start Given records
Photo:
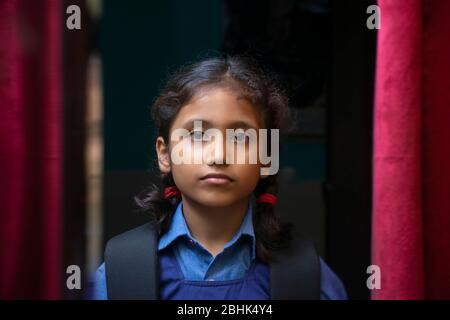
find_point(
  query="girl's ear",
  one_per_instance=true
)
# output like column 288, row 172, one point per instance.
column 163, row 153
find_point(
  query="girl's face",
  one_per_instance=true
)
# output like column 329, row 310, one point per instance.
column 219, row 109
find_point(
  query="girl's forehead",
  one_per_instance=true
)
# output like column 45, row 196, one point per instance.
column 219, row 108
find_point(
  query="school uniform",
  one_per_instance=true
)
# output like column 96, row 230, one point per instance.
column 188, row 271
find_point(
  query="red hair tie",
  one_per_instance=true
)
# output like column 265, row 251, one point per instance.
column 171, row 192
column 267, row 198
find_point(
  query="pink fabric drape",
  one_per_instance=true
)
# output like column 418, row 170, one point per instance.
column 411, row 196
column 30, row 148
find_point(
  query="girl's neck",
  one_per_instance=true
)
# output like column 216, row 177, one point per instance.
column 213, row 227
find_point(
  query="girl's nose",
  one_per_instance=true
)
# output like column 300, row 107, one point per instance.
column 215, row 152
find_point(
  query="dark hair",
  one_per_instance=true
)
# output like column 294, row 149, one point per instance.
column 243, row 75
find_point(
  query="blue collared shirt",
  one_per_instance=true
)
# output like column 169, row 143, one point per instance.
column 197, row 263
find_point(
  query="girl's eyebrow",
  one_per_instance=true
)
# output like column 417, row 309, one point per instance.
column 233, row 125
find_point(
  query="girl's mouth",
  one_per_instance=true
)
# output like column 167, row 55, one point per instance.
column 217, row 179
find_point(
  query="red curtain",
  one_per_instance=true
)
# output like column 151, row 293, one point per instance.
column 411, row 200
column 30, row 148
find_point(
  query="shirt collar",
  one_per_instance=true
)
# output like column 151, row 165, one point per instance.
column 178, row 228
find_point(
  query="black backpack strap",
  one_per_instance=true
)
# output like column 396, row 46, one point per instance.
column 131, row 265
column 295, row 272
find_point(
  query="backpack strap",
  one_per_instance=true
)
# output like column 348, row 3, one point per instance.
column 131, row 265
column 295, row 272
column 131, row 268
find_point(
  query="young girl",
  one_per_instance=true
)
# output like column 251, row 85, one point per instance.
column 215, row 220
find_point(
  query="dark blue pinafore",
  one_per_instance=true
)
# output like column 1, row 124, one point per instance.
column 253, row 286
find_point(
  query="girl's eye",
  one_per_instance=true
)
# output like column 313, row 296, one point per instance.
column 240, row 137
column 196, row 135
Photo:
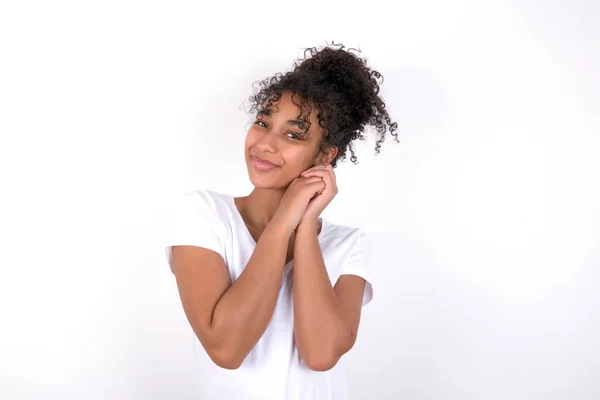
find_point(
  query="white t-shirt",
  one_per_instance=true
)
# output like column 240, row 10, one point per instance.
column 273, row 369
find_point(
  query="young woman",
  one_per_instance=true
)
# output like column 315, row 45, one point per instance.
column 272, row 291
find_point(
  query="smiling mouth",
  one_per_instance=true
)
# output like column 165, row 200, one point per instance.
column 263, row 165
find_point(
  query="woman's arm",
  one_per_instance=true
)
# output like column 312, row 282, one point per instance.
column 229, row 319
column 326, row 319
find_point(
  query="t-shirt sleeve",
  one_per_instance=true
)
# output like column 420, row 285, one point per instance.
column 191, row 222
column 359, row 264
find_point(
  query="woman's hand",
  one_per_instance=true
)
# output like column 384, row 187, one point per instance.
column 296, row 199
column 323, row 198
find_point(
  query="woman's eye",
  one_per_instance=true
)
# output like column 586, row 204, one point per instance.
column 293, row 135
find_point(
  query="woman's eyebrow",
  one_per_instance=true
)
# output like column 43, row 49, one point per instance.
column 295, row 122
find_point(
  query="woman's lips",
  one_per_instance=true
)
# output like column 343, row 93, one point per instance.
column 263, row 165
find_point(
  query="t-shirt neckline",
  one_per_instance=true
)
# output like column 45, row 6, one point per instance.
column 247, row 233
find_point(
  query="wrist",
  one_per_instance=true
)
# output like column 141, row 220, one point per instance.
column 308, row 226
column 279, row 227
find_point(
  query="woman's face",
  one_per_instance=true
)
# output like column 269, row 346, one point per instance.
column 277, row 147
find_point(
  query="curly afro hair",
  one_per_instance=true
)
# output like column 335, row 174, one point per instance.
column 342, row 88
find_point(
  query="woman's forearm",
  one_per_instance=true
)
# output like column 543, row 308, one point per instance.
column 322, row 330
column 244, row 311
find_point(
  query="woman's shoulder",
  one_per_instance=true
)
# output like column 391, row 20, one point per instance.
column 343, row 234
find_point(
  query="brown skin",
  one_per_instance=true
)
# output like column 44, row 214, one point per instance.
column 282, row 214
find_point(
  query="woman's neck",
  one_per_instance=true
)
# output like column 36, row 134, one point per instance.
column 259, row 207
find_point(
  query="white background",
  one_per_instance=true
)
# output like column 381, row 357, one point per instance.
column 485, row 218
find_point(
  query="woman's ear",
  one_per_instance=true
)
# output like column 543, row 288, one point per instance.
column 327, row 155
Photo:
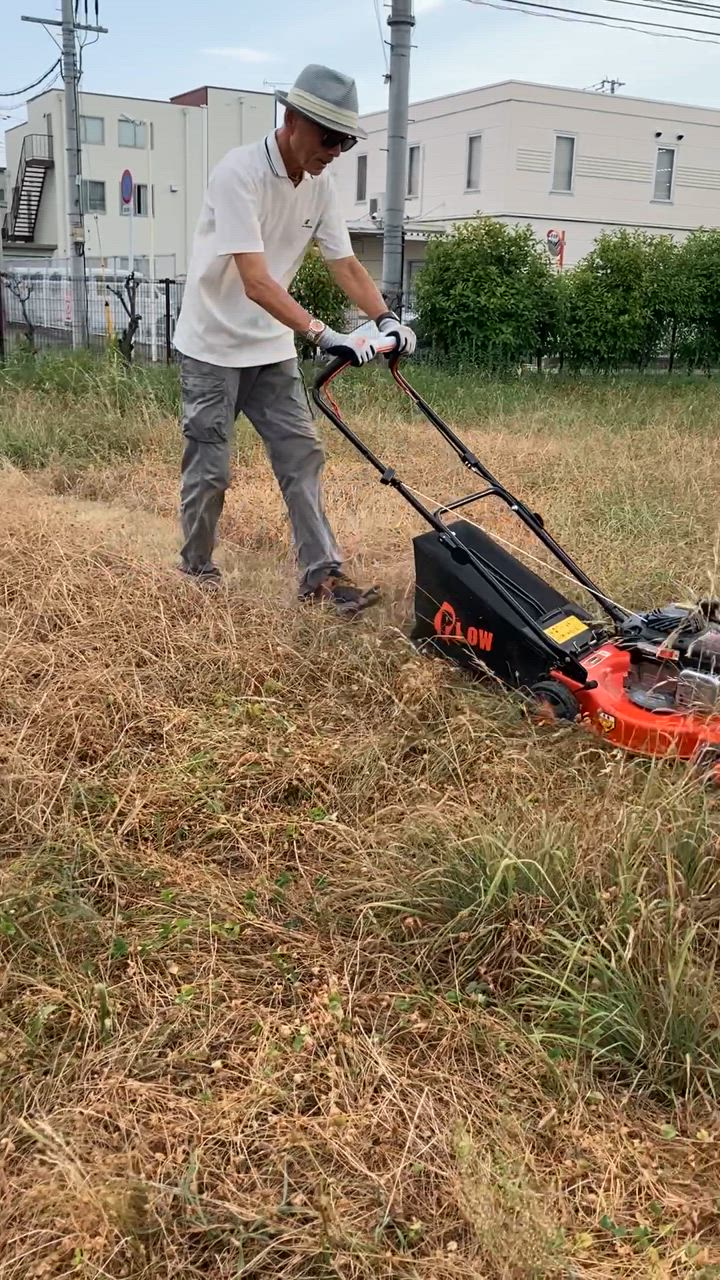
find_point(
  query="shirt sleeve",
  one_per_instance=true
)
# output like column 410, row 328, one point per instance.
column 235, row 199
column 331, row 232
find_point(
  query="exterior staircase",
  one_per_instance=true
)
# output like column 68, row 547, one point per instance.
column 21, row 219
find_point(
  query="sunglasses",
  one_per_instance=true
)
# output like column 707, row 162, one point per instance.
column 331, row 140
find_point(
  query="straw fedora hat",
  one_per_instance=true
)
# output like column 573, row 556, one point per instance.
column 326, row 96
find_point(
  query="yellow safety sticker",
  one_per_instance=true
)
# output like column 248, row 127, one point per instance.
column 566, row 629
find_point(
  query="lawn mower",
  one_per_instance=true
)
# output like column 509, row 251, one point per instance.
column 647, row 682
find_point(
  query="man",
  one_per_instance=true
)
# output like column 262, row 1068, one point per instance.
column 263, row 206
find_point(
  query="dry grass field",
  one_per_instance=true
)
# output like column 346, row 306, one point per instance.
column 320, row 961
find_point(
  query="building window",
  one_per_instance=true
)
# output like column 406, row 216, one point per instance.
column 140, row 206
column 664, row 172
column 473, row 172
column 361, row 179
column 131, row 133
column 411, row 273
column 92, row 129
column 414, row 172
column 563, row 172
column 92, row 196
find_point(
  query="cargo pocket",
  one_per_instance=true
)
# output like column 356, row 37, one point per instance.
column 208, row 401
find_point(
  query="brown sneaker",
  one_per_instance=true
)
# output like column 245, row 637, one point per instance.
column 342, row 594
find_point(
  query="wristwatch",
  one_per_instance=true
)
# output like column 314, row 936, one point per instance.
column 314, row 332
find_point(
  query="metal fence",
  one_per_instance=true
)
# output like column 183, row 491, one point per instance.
column 36, row 311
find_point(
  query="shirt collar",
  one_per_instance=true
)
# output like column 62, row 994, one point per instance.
column 276, row 160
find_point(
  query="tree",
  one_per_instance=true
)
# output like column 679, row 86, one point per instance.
column 700, row 273
column 486, row 295
column 624, row 305
column 314, row 288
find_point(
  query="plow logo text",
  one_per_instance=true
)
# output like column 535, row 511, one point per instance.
column 449, row 626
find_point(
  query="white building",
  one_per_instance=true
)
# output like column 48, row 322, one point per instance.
column 566, row 160
column 169, row 149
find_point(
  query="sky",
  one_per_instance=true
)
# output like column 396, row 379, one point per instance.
column 160, row 48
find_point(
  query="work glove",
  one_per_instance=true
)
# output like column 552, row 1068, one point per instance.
column 390, row 327
column 355, row 347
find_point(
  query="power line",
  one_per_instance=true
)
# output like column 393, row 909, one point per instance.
column 18, row 92
column 671, row 7
column 593, row 21
column 620, row 22
column 711, row 12
column 383, row 46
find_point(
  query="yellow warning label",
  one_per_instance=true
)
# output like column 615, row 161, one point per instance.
column 566, row 629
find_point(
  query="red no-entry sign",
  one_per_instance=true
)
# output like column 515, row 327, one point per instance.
column 126, row 187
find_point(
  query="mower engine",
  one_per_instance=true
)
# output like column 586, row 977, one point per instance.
column 674, row 659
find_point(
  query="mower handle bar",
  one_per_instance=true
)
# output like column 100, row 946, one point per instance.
column 382, row 348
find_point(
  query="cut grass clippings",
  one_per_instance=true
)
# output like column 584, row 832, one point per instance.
column 318, row 960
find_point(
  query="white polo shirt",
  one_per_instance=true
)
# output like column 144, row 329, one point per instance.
column 251, row 206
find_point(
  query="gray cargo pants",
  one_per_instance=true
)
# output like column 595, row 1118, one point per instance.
column 273, row 398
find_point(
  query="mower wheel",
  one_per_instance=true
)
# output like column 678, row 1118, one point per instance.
column 557, row 698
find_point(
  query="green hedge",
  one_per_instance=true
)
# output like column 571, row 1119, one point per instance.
column 488, row 295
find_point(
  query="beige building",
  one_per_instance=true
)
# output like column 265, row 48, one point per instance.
column 169, row 149
column 563, row 160
column 570, row 161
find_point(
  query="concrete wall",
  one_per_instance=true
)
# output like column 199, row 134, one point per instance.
column 615, row 158
column 187, row 141
column 236, row 117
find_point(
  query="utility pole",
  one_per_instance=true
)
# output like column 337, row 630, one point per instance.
column 76, row 220
column 400, row 23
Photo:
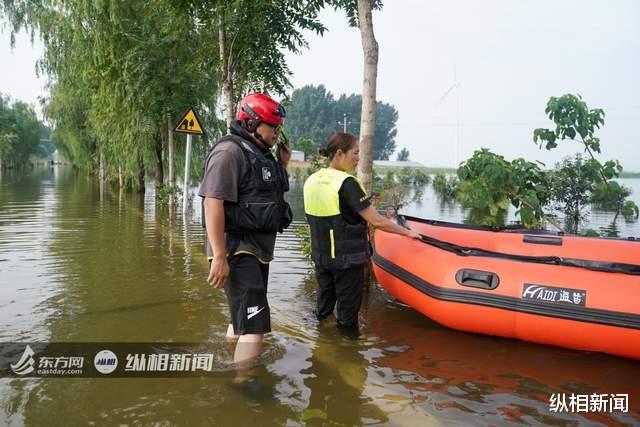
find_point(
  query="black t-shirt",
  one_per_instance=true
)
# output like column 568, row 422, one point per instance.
column 352, row 200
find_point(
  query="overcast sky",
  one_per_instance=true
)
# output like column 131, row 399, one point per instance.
column 509, row 57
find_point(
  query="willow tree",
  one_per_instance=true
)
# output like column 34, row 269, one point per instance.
column 119, row 73
column 359, row 13
column 252, row 37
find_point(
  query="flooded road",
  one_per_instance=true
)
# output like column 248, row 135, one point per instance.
column 78, row 265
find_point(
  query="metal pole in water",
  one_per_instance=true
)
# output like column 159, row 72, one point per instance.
column 187, row 165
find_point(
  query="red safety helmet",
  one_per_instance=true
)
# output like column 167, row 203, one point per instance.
column 259, row 107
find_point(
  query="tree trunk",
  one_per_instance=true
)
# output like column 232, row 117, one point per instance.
column 227, row 82
column 141, row 188
column 368, row 118
column 159, row 165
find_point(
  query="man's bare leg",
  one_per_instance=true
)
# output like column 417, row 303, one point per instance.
column 230, row 340
column 248, row 349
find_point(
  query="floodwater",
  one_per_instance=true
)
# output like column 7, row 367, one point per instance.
column 81, row 265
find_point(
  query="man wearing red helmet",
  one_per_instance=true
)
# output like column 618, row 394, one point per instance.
column 243, row 195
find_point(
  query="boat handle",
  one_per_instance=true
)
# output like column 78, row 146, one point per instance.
column 542, row 240
column 477, row 279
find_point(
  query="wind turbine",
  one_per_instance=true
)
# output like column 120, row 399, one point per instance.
column 454, row 87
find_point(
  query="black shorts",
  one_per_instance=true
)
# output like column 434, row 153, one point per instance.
column 246, row 293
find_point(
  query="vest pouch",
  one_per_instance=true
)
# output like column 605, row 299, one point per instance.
column 259, row 216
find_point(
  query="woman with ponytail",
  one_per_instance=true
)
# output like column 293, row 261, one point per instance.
column 339, row 210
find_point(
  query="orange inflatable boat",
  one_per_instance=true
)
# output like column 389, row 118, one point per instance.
column 564, row 290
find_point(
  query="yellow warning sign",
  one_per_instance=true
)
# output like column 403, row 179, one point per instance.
column 190, row 123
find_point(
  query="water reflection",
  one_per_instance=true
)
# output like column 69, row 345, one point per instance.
column 76, row 269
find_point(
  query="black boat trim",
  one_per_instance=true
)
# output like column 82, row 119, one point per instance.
column 603, row 266
column 561, row 311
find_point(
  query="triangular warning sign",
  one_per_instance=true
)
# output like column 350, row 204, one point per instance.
column 190, row 123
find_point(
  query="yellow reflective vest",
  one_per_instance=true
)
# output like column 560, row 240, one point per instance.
column 335, row 244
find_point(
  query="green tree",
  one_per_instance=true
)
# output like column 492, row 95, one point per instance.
column 577, row 182
column 398, row 189
column 314, row 113
column 20, row 133
column 311, row 115
column 403, row 155
column 446, row 188
column 489, row 183
column 572, row 184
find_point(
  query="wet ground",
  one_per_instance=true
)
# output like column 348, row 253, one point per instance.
end Given records
[Challenge] Pull out each line in the records above that contains the word "helmet", treating uppercase and lowercase as different.

[Reply to the exercise]
  query="red safety helmet",
  query="man wearing red helmet",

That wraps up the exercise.